# [Exercise]
Arrange every line of the entries below as a Markdown table with two columns, Row and Text. Number the lines in order and leave out any blank lines.
## BEGIN
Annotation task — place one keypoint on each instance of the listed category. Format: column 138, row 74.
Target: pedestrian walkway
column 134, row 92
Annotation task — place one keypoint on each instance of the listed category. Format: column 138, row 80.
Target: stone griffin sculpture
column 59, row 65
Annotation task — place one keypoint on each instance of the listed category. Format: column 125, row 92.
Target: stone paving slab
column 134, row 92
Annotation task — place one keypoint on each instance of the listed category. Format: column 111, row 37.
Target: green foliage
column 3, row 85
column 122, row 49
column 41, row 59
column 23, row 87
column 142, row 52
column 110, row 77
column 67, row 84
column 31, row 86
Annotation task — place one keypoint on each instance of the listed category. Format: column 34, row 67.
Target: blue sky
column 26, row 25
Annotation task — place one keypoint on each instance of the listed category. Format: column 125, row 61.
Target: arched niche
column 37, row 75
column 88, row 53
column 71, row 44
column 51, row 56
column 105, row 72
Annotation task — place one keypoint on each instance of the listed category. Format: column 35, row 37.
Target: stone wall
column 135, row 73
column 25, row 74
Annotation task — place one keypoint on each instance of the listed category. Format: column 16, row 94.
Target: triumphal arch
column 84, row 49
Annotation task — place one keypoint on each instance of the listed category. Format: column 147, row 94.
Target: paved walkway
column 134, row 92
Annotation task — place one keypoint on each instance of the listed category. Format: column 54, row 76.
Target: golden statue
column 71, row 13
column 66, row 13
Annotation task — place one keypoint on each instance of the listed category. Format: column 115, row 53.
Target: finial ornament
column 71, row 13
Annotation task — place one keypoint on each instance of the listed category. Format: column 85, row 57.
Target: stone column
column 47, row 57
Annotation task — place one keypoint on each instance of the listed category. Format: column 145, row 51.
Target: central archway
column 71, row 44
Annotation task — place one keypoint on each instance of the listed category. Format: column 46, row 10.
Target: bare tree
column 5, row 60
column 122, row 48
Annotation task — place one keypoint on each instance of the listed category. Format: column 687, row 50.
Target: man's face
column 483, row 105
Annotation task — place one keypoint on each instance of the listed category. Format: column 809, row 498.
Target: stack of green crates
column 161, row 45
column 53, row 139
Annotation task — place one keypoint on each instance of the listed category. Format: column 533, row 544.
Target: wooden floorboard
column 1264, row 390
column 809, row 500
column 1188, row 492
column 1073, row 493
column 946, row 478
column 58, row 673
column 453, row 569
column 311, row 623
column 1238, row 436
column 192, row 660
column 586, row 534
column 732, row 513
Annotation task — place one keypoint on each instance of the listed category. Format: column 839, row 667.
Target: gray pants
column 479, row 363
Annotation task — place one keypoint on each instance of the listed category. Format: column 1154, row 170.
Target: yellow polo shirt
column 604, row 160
## END
# [Solution to the exercise]
| Row | Text |
|---|---|
| 1 | Annotation task — place one keypoint on each instance of the listed category. Format: column 138, row 74. |
| 2 | Target: pedestrian walkway |
| 3 | column 134, row 92 |
| 4 | Annotation task — place one keypoint on each instance of the listed category. Format: column 138, row 80. |
| 5 | Target: stone griffin sculpture |
| 6 | column 59, row 65 |
| 7 | Annotation task — place one keypoint on each instance of the listed category. Format: column 125, row 92. |
| 8 | Target: stone paving slab |
| 9 | column 134, row 92 |
| 10 | Annotation task — place one keypoint on each instance of the listed category. Format: column 111, row 37. |
| 11 | Target: green foliage |
| 12 | column 3, row 85 |
| 13 | column 122, row 49 |
| 14 | column 41, row 59 |
| 15 | column 23, row 87 |
| 16 | column 142, row 52 |
| 17 | column 110, row 77 |
| 18 | column 67, row 84 |
| 19 | column 31, row 86 |
| 20 | Annotation task — place one keypoint on each instance of the listed category. Format: column 34, row 67. |
| 21 | Target: blue sky |
| 22 | column 26, row 25 |
| 23 | Annotation task — place one keypoint on each instance of the listed category. Format: column 125, row 61. |
| 24 | Target: arched niche |
| 25 | column 37, row 75 |
| 26 | column 88, row 53 |
| 27 | column 71, row 44 |
| 28 | column 51, row 56 |
| 29 | column 105, row 72 |
| 30 | Annotation task — place one keypoint on each instance of the listed category. Format: column 35, row 37. |
| 31 | Target: stone wall |
| 32 | column 135, row 73 |
| 33 | column 25, row 74 |
| 34 | Annotation task — place one keypoint on each instance of the listed category. Format: column 16, row 94. |
| 35 | Target: triumphal arch |
| 36 | column 84, row 49 |
| 37 | Annotation task — place one keypoint on each instance of the listed category. Format: column 147, row 94. |
| 38 | Target: paved walkway |
| 39 | column 134, row 92 |
| 40 | Annotation task — place one keypoint on each instance of the listed category. Format: column 54, row 76. |
| 41 | Target: golden statue |
| 42 | column 71, row 13 |
| 43 | column 66, row 13 |
| 44 | Annotation task — place one keypoint on each instance of the listed category. Format: column 115, row 53. |
| 45 | Target: finial ornament |
| 46 | column 71, row 13 |
| 47 | Annotation task — place one keypoint on each instance of the listed category. Format: column 85, row 57. |
| 48 | Target: stone column |
| 49 | column 47, row 57 |
| 50 | Annotation task — place one keypoint on each instance of the listed category. Format: column 145, row 51. |
| 51 | Target: central archway |
| 52 | column 71, row 44 |
| 53 | Annotation task — place one keypoint on each instance of the listed category. Format: column 46, row 10. |
| 54 | Target: bare tree |
| 55 | column 5, row 60 |
| 56 | column 122, row 48 |
| 57 | Annotation task — place one keypoint on each instance of the listed category. Format: column 687, row 50. |
| 58 | Target: man's face |
| 59 | column 483, row 105 |
| 60 | Annotation task — place one keypoint on each instance of the listed category. Format: column 809, row 498. |
| 61 | Target: stack of green crates |
| 62 | column 161, row 45 |
| 63 | column 53, row 139 |
| 64 | Annotation task — place one keypoint on each instance of the listed category. Format: column 533, row 544. |
| 65 | Target: wooden floorboard |
| 66 | column 1264, row 390 |
| 67 | column 809, row 500 |
| 68 | column 1188, row 492 |
| 69 | column 1073, row 493 |
| 70 | column 946, row 478 |
| 71 | column 58, row 673 |
| 72 | column 453, row 569 |
| 73 | column 311, row 623 |
| 74 | column 1238, row 436 |
| 75 | column 192, row 660 |
| 76 | column 586, row 534 |
| 77 | column 732, row 513 |
| 78 | Annotation task — place one keypoint on each instance of the listed category. Format: column 839, row 667. |
| 79 | Target: gray pants |
| 80 | column 479, row 363 |
| 81 | Annotation task — place one keypoint on each instance of the listed category. Format: column 1154, row 170. |
| 82 | Target: yellow polo shirt |
| 83 | column 604, row 160 |